AIM OF THE TASK:
Using the data that follows, give the number of lines in which the word "approximate" occurs. Write only the number.

Segmentation mask data

+ + + + + + +

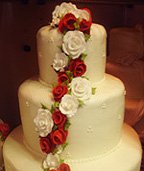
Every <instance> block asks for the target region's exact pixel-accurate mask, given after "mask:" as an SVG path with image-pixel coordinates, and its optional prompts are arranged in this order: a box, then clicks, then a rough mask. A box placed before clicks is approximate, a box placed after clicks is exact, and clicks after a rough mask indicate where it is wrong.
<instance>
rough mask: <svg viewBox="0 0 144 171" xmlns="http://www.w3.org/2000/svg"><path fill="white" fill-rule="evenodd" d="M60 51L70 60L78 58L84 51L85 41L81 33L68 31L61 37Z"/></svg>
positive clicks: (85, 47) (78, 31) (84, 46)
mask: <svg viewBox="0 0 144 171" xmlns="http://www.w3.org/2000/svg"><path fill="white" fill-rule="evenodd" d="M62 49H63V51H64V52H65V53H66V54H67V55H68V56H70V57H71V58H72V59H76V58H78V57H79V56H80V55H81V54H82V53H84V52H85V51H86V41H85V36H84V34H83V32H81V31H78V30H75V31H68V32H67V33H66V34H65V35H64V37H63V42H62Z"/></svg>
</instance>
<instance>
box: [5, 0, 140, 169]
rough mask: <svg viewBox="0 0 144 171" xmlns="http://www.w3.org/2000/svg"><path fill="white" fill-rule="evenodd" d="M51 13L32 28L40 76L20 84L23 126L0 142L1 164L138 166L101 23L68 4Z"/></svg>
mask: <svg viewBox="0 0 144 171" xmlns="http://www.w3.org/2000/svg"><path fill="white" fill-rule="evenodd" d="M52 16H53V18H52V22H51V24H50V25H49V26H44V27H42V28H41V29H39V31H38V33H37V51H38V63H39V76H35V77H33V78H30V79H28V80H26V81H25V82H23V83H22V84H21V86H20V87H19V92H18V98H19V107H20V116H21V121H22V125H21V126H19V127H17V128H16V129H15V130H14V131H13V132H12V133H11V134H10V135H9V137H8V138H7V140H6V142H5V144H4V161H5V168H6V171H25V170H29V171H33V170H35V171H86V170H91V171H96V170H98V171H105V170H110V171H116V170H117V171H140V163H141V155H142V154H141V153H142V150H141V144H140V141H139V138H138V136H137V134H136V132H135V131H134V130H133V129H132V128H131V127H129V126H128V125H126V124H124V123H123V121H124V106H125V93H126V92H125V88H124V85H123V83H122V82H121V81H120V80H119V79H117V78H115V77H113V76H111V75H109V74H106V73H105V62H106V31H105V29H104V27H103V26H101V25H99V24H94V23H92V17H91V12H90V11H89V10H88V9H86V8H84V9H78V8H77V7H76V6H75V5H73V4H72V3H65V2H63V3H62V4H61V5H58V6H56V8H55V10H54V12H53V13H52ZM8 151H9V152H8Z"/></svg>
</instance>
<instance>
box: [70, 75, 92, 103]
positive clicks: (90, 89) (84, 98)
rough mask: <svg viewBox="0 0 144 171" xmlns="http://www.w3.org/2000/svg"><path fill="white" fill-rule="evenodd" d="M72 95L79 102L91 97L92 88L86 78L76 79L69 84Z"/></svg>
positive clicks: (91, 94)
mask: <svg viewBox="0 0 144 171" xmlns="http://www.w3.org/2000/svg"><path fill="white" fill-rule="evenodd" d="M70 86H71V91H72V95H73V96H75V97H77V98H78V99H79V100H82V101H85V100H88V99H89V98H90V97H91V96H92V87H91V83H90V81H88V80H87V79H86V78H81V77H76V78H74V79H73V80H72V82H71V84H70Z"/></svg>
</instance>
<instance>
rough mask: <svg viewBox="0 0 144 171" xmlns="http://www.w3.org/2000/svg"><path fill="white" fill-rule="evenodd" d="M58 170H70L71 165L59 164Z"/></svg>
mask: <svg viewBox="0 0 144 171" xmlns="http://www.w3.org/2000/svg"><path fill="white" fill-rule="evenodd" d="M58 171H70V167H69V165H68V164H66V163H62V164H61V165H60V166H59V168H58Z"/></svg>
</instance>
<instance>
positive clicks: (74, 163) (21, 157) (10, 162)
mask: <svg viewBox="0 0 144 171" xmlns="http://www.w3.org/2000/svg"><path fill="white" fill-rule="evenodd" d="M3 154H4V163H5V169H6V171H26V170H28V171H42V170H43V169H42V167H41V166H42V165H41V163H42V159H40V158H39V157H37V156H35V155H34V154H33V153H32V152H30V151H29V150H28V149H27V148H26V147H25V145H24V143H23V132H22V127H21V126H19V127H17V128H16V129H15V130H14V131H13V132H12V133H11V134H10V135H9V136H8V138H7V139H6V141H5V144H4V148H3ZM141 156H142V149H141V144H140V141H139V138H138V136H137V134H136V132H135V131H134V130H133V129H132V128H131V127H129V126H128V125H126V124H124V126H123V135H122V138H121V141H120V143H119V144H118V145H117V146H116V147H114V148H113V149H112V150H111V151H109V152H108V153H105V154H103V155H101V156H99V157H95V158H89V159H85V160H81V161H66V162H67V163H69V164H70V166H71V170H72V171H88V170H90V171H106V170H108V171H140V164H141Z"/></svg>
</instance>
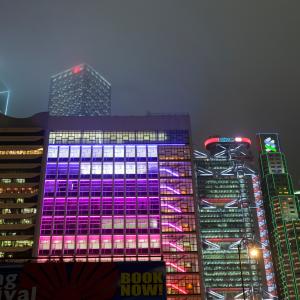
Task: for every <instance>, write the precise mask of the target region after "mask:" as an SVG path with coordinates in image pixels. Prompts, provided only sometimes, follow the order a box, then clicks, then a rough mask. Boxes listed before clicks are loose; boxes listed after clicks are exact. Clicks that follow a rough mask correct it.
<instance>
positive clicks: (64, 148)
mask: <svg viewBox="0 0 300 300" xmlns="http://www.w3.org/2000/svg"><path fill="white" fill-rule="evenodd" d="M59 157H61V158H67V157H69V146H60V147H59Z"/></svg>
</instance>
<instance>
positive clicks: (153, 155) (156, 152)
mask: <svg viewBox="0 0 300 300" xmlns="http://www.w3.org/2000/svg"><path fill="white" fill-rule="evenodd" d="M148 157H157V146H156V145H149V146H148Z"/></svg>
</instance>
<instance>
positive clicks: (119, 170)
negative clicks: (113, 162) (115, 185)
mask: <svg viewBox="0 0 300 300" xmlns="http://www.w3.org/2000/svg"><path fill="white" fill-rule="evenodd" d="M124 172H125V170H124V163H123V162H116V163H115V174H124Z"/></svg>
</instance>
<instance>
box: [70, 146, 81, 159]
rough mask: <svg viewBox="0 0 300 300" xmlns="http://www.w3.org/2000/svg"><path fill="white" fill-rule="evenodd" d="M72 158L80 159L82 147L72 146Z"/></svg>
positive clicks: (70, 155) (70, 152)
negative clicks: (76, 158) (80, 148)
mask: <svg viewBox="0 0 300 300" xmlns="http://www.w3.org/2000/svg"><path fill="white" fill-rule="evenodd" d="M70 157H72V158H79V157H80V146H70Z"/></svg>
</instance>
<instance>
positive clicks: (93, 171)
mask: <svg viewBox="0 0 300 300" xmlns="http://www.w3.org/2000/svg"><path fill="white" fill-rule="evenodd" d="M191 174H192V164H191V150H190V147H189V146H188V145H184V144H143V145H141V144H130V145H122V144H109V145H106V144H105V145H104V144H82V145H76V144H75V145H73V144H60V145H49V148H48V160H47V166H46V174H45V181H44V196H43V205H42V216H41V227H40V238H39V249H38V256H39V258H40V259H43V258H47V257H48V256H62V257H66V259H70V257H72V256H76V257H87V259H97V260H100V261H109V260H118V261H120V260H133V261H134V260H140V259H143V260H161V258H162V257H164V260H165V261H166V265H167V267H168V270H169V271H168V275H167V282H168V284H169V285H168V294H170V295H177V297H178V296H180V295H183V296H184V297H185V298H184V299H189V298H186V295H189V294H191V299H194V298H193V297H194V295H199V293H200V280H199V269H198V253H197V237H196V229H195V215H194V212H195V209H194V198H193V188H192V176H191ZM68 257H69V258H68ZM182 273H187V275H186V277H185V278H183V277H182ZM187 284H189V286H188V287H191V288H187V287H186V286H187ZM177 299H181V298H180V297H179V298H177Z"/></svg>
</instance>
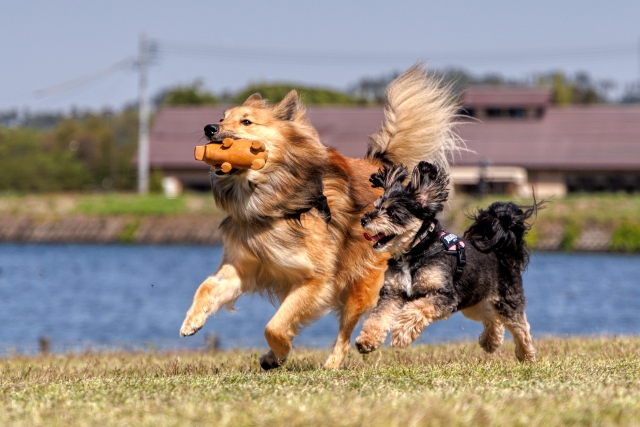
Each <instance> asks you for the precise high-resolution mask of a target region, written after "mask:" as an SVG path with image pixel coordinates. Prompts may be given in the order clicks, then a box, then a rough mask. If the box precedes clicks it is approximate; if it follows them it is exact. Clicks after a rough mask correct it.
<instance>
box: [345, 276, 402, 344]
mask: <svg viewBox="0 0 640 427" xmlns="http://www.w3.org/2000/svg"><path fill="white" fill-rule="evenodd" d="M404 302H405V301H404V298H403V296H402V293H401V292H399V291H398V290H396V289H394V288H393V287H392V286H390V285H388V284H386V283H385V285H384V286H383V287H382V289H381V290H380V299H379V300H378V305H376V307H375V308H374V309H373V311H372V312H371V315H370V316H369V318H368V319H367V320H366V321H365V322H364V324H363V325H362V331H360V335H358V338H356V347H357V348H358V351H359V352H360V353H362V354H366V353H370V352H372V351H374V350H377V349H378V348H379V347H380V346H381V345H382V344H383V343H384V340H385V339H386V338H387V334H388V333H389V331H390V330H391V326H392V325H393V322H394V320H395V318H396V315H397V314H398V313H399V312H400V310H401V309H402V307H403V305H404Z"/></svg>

+ + + + + + +

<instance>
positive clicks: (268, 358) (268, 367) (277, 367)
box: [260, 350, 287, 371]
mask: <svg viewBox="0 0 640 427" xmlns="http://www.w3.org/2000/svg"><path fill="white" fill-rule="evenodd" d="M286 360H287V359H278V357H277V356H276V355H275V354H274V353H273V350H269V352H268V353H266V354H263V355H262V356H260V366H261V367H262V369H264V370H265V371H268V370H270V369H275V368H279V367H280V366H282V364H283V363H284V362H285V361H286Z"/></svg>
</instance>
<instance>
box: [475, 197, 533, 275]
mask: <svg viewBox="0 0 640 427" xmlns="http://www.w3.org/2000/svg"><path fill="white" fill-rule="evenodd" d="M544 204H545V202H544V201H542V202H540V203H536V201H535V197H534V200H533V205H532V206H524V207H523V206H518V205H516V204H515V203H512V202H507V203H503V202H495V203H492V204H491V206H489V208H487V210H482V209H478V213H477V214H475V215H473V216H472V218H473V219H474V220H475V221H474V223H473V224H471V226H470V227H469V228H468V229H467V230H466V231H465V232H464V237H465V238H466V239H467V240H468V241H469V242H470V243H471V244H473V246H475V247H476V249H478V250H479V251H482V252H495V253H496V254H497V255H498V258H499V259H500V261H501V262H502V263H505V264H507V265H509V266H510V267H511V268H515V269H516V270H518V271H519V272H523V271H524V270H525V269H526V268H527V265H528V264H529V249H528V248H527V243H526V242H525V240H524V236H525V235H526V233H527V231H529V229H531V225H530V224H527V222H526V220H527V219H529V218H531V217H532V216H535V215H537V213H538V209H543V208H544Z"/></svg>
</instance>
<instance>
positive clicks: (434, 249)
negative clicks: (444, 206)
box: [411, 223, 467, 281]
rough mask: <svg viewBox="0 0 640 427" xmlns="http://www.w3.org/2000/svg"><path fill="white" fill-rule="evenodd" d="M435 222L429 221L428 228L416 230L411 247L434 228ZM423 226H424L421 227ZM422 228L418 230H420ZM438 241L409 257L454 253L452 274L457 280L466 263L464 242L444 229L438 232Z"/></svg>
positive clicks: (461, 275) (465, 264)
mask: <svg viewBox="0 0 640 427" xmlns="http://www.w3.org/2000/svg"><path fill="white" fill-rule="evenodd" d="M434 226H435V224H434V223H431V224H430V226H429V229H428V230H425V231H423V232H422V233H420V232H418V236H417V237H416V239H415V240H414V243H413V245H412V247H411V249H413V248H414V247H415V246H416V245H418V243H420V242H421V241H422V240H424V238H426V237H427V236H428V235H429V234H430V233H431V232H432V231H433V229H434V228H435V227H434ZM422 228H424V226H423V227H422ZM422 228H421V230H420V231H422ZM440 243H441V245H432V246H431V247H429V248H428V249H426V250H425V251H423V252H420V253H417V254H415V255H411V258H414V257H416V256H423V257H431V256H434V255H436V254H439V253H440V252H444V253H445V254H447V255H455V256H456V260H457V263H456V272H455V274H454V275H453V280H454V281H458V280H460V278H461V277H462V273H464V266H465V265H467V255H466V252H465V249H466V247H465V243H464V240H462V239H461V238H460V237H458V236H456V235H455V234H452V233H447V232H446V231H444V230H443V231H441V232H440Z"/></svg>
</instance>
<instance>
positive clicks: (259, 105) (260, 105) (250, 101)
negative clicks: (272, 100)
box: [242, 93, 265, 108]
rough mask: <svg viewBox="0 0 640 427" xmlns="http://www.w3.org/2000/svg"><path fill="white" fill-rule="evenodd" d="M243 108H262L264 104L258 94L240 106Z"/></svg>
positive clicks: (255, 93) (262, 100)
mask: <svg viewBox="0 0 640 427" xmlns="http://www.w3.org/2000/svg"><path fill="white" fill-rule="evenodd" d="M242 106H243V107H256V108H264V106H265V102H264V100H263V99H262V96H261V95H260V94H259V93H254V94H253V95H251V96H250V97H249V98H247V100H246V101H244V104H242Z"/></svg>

+ + + + + + +

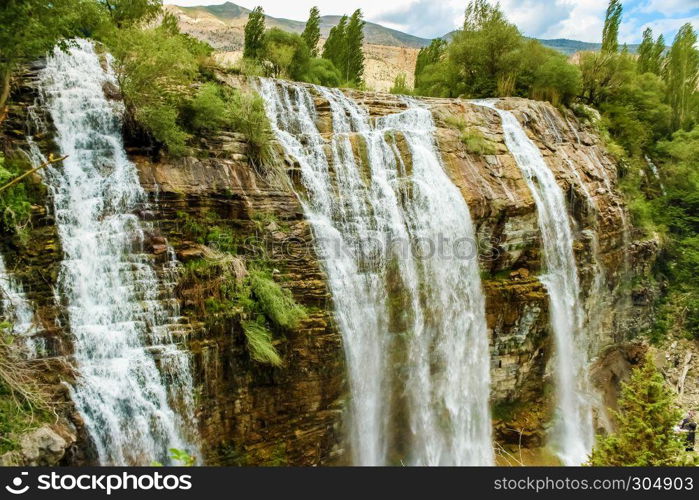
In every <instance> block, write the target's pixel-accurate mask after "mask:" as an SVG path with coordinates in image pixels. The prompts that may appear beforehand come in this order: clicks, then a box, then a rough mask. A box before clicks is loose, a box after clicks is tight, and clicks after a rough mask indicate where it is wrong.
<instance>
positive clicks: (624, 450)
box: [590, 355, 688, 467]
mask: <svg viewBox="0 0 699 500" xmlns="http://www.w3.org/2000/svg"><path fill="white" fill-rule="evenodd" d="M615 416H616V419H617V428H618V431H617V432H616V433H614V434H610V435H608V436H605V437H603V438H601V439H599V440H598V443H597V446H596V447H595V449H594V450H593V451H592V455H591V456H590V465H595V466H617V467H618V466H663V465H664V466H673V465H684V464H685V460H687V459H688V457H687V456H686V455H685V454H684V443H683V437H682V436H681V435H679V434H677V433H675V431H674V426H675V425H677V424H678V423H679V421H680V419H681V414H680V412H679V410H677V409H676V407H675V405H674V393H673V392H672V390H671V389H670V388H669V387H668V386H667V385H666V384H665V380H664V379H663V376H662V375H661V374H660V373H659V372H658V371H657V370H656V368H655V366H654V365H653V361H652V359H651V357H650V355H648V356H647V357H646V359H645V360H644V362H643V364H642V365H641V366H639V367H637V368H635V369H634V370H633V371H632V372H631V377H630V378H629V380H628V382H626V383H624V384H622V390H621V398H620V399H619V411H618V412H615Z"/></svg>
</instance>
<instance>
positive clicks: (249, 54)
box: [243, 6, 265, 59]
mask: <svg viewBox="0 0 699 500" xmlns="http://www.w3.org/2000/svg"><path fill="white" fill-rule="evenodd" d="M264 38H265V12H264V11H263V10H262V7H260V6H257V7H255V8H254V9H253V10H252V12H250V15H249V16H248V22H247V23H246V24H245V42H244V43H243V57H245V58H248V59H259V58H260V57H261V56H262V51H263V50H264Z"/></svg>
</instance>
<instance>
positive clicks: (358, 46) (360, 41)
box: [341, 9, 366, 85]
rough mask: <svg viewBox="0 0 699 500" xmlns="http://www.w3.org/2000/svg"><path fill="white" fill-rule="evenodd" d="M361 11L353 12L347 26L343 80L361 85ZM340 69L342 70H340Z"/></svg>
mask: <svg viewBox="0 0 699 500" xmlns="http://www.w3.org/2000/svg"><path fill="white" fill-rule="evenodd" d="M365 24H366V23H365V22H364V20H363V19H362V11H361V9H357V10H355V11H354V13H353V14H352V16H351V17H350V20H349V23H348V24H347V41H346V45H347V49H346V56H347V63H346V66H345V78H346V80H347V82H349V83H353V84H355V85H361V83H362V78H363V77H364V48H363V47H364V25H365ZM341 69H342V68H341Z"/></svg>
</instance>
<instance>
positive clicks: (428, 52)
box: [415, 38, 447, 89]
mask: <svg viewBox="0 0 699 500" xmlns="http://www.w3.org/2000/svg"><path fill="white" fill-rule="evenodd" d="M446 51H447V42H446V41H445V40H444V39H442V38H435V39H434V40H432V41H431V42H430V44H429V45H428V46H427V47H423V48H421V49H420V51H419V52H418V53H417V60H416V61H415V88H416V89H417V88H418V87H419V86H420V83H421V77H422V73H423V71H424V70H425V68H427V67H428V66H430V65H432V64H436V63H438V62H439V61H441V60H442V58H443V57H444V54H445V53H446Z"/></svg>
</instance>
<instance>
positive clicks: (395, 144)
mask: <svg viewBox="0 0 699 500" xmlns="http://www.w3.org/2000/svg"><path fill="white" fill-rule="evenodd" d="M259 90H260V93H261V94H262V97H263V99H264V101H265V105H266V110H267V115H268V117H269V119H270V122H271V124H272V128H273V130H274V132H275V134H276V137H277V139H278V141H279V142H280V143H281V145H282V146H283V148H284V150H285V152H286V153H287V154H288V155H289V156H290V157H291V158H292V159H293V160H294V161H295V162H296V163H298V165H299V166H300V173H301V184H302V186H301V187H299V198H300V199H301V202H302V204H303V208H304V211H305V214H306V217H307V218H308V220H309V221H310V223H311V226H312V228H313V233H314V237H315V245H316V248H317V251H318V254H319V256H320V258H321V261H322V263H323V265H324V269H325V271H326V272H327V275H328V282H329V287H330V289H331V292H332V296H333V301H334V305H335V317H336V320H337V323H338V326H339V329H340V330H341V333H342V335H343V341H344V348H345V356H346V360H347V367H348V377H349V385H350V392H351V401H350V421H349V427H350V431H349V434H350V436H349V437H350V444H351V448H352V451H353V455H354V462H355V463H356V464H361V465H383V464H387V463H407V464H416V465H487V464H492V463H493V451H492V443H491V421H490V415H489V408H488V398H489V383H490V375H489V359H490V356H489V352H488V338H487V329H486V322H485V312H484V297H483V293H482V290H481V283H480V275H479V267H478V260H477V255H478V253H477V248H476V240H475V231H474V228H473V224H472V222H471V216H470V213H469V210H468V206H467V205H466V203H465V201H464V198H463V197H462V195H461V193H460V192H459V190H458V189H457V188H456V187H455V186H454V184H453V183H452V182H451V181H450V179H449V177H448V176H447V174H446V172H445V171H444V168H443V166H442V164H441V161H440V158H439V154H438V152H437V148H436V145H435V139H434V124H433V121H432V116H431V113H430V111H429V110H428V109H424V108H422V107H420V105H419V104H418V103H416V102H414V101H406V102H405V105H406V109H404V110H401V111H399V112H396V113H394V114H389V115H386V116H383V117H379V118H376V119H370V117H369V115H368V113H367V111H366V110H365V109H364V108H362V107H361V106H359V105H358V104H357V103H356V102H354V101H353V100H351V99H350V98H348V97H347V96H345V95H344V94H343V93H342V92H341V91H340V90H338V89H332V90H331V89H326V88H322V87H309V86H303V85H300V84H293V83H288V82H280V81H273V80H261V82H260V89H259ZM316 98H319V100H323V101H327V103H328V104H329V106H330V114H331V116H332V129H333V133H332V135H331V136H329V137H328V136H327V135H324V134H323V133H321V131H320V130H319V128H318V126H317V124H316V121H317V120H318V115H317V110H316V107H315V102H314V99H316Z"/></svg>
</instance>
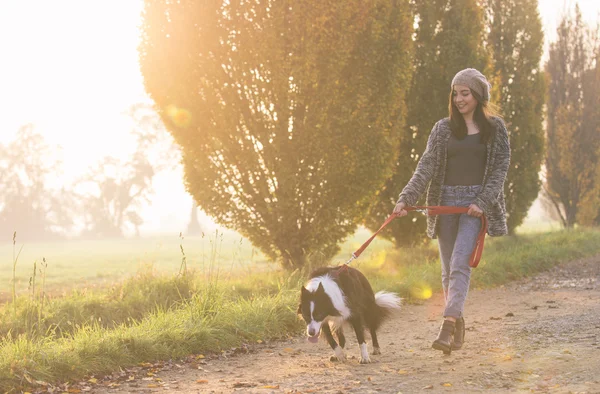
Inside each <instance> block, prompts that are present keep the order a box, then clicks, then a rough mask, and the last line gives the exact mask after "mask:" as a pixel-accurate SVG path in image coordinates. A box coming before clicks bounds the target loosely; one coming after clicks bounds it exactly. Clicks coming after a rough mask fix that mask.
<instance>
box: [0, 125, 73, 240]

+ + + + + + +

ANSWER SPACE:
2